> TO BE DONE
Please extract every line of the rows below and reproduce each one word for word, in the same order.

> DATA ENTRIES
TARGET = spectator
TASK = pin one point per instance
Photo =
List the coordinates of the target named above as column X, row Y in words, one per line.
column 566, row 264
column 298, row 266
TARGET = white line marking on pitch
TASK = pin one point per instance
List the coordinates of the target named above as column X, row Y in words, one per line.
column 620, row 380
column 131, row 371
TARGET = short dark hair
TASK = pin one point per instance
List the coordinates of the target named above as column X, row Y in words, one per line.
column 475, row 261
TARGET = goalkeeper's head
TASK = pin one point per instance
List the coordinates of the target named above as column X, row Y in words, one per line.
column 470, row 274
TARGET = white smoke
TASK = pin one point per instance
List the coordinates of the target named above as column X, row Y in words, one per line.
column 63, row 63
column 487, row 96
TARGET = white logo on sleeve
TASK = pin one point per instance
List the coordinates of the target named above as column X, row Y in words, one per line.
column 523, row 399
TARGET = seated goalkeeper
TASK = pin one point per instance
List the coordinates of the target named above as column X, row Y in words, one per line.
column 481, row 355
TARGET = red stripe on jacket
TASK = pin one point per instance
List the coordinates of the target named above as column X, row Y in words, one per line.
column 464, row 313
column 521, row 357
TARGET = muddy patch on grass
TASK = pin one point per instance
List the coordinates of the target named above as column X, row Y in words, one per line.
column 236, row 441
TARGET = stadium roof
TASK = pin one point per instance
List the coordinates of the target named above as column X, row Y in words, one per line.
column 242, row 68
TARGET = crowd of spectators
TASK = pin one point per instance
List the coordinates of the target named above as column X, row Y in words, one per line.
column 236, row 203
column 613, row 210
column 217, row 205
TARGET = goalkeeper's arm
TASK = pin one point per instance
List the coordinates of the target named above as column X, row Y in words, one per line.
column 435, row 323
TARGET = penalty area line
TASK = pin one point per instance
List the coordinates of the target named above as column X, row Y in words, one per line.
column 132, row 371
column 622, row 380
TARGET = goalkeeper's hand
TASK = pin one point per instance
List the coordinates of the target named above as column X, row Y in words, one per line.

> OUTPUT FOR THIS TASK
TARGET = spectator
TASK = pin one point per instance
Photo =
List the coordinates of the target named above as column X, row Y in words, one per line.
column 566, row 264
column 298, row 266
TARGET = white line marking on pitch
TASK = pin one point per instance
List the coordinates of the target named above as column X, row Y in words, one per line.
column 620, row 380
column 131, row 371
TARGET = short dark hair
TASK = pin one point per instance
List the coordinates of the target named above as column X, row Y in words, one per line.
column 475, row 261
TARGET = goalkeeper's head
TASK = pin one point per instance
List the coordinates of the target named above as column X, row Y in words, one per line.
column 470, row 274
TARGET = white smoke
TASK = pin one point per instance
List the coordinates of the target named above as column X, row Y in words, one per line.
column 63, row 63
column 487, row 96
TARGET = white logo on sleeve
TASK = pin one point per instance
List the coordinates of the target named above as column X, row Y in words, one per line.
column 523, row 399
TARGET = seated goalkeeper
TASK = pin one point per instance
List the coordinates of the target named above as column X, row Y in words, one per line.
column 481, row 355
TARGET = red stripe on jacket
TASK = pin one point per instance
List the coordinates of the target named above as column X, row Y in words, one per line.
column 464, row 313
column 521, row 357
TARGET = muddy patch on grass
TASK = pin one point per instance
List the coordinates of the target named above as column X, row Y in words, one per line.
column 236, row 441
TARGET = stadium roof
TASK = pin one point per instance
List the coordinates of the target named above as column X, row Y in words, one per line.
column 242, row 68
TARGET = crowd of spectators
TASK = pin one point per instance
List the coordinates of the target named above as column X, row Y in words, one per line.
column 236, row 203
column 613, row 210
column 217, row 205
TARGET = goalkeeper's arm
TASK = pin one point per instance
List the coordinates of the target named above as column X, row Y in words, one per line.
column 435, row 323
TARGET = penalty area line
TASK = pin one point per instance
List the coordinates of the target named above as column X, row Y in words, one per line.
column 132, row 371
column 622, row 380
TARGET = goalkeeper's hand
TASK = pin one point per instance
List the coordinates of the target named above as column X, row Y in words, one per line.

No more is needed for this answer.